## Your instructions:
Retype the data that follows line by line, exactly, and leave its pictures out.

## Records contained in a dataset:
/---
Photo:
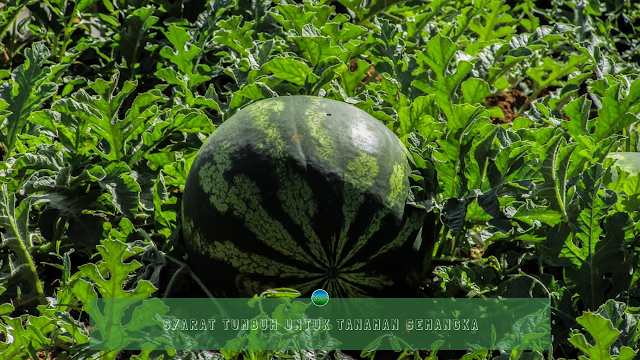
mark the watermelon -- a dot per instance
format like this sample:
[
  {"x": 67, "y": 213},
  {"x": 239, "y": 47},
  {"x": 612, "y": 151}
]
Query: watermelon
[{"x": 307, "y": 193}]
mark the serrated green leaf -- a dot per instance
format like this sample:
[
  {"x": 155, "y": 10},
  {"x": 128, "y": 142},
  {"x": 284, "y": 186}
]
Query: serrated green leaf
[
  {"x": 290, "y": 70},
  {"x": 603, "y": 333},
  {"x": 25, "y": 92}
]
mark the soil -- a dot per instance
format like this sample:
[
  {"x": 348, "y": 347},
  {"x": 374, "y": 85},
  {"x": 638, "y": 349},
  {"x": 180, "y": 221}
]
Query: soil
[{"x": 510, "y": 102}]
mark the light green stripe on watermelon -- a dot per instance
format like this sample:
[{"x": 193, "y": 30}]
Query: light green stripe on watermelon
[
  {"x": 298, "y": 202},
  {"x": 397, "y": 184},
  {"x": 323, "y": 143},
  {"x": 261, "y": 112},
  {"x": 361, "y": 174},
  {"x": 211, "y": 177}
]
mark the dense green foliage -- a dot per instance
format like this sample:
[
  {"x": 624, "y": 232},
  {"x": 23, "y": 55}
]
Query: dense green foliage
[
  {"x": 521, "y": 118},
  {"x": 306, "y": 193}
]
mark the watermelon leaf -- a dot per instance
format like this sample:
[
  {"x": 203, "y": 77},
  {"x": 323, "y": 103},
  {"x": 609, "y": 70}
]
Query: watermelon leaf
[
  {"x": 603, "y": 334},
  {"x": 25, "y": 92}
]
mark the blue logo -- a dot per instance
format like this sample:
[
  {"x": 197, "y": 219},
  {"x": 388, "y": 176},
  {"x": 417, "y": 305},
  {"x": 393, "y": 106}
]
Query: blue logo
[{"x": 320, "y": 297}]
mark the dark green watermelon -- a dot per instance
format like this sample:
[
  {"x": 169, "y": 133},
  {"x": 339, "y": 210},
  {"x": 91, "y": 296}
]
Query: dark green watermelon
[{"x": 308, "y": 193}]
\---
## Task solution:
Photo:
mark the watermelon -- a dot per instance
format like this sample:
[
  {"x": 67, "y": 213},
  {"x": 239, "y": 47},
  {"x": 612, "y": 151}
]
Query: watermelon
[{"x": 307, "y": 193}]
mark the serrated green leaf -- a dot per instance
format like this sample:
[
  {"x": 155, "y": 10},
  {"x": 128, "y": 142},
  {"x": 284, "y": 186}
]
Query: serrated green leaf
[
  {"x": 290, "y": 70},
  {"x": 603, "y": 333},
  {"x": 25, "y": 92}
]
mark the soil -- a dot per instance
format like this sample:
[
  {"x": 348, "y": 347},
  {"x": 374, "y": 85},
  {"x": 638, "y": 349},
  {"x": 180, "y": 221}
]
Query: soil
[{"x": 510, "y": 102}]
mark the light green stripe on watermelon -- a dot per instance
format like this sample:
[{"x": 193, "y": 30}]
Query: light green stripe on watermelon
[
  {"x": 298, "y": 202},
  {"x": 397, "y": 184},
  {"x": 323, "y": 143},
  {"x": 261, "y": 112},
  {"x": 361, "y": 174},
  {"x": 211, "y": 177}
]
mark the dense green foliage -- a dot per instance
format like this sample:
[
  {"x": 624, "y": 232},
  {"x": 23, "y": 55}
]
Query: dense green foliage
[
  {"x": 521, "y": 118},
  {"x": 306, "y": 193}
]
mark the watermelon leaf -- a dot per instance
format like this sample:
[
  {"x": 203, "y": 77},
  {"x": 323, "y": 103},
  {"x": 609, "y": 70}
]
Query: watermelon leaf
[
  {"x": 603, "y": 334},
  {"x": 25, "y": 92}
]
mark the blue logo -- a dot per instance
format like this sample:
[
  {"x": 197, "y": 219},
  {"x": 388, "y": 176},
  {"x": 417, "y": 305},
  {"x": 393, "y": 106}
]
Query: blue logo
[{"x": 320, "y": 297}]
mark the dark green watermelon -- a dot per instance
format like this sample:
[
  {"x": 169, "y": 133},
  {"x": 339, "y": 210},
  {"x": 91, "y": 296}
]
Query: dark green watermelon
[{"x": 308, "y": 193}]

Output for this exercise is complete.